## Begin

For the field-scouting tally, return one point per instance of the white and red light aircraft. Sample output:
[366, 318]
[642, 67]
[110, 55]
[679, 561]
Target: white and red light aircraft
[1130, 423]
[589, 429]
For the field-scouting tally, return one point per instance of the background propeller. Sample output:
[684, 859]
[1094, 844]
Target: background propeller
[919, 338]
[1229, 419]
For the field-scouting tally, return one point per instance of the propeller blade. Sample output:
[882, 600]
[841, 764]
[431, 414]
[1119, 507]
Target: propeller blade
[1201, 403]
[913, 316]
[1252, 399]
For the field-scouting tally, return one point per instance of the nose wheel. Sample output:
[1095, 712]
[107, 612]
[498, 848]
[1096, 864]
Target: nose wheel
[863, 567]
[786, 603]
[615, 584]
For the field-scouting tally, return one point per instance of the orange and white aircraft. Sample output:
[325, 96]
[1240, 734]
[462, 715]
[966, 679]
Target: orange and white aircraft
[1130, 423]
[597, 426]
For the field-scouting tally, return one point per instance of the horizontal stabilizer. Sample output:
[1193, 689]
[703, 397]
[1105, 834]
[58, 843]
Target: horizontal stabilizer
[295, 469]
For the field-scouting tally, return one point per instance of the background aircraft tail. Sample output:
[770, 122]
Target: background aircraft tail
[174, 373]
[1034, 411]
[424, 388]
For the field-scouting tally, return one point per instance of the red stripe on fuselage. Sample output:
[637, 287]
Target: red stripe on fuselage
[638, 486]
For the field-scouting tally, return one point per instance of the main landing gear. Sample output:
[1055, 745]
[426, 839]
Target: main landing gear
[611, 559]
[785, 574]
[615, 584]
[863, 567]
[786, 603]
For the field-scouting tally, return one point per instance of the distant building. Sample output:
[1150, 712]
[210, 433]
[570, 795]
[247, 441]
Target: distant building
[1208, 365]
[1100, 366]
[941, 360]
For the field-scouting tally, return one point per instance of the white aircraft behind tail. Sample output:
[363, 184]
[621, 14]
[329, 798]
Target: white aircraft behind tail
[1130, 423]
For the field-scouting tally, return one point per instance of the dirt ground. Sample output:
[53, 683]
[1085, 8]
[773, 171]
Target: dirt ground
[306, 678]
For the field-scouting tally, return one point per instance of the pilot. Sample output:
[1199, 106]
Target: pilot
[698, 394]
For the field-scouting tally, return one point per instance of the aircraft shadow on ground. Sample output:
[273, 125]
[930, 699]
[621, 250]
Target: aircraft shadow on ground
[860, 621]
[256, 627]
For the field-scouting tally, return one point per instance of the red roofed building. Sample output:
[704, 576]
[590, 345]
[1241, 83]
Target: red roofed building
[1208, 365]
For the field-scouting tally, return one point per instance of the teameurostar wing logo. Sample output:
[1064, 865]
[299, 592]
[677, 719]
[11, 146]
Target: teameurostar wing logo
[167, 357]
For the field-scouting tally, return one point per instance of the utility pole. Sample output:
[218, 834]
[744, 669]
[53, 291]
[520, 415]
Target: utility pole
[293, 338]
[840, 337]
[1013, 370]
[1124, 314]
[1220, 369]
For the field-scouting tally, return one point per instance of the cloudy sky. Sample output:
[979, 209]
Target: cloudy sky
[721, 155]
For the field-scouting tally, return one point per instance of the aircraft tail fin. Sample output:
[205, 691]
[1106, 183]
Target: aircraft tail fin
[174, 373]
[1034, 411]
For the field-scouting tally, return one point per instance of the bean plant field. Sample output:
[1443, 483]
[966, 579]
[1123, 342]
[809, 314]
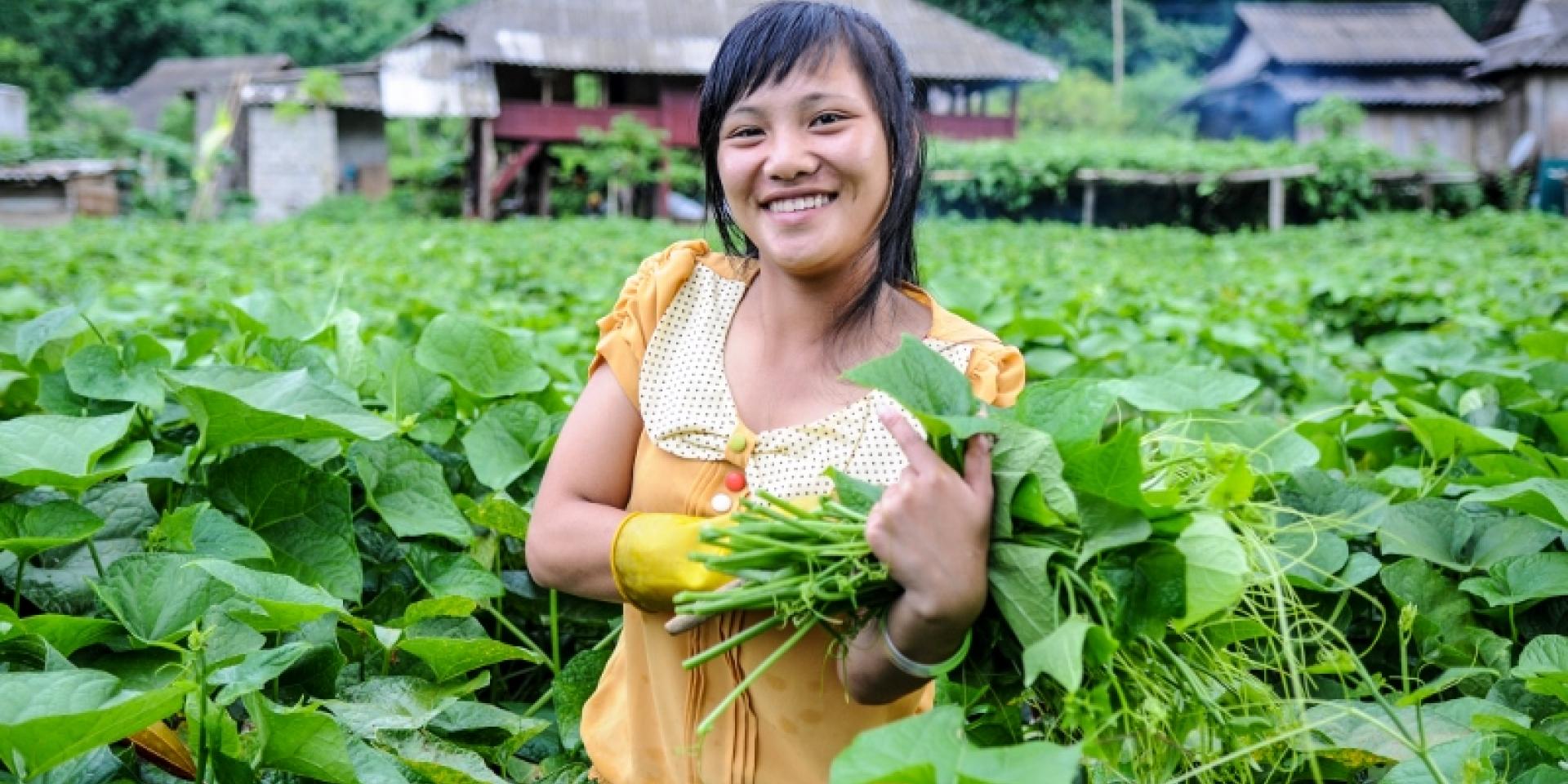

## End

* _Job_
Swap "Sample output" for "Example output" in everything from the line containing "of the bean" down to the end of the data, changing nothing else. Leave the picture out of your reply.

* _Exercise solution_
For the field-scouting tally, return one point per instance of the bean plant field. Example output:
[1443, 483]
[966, 579]
[1123, 342]
[809, 314]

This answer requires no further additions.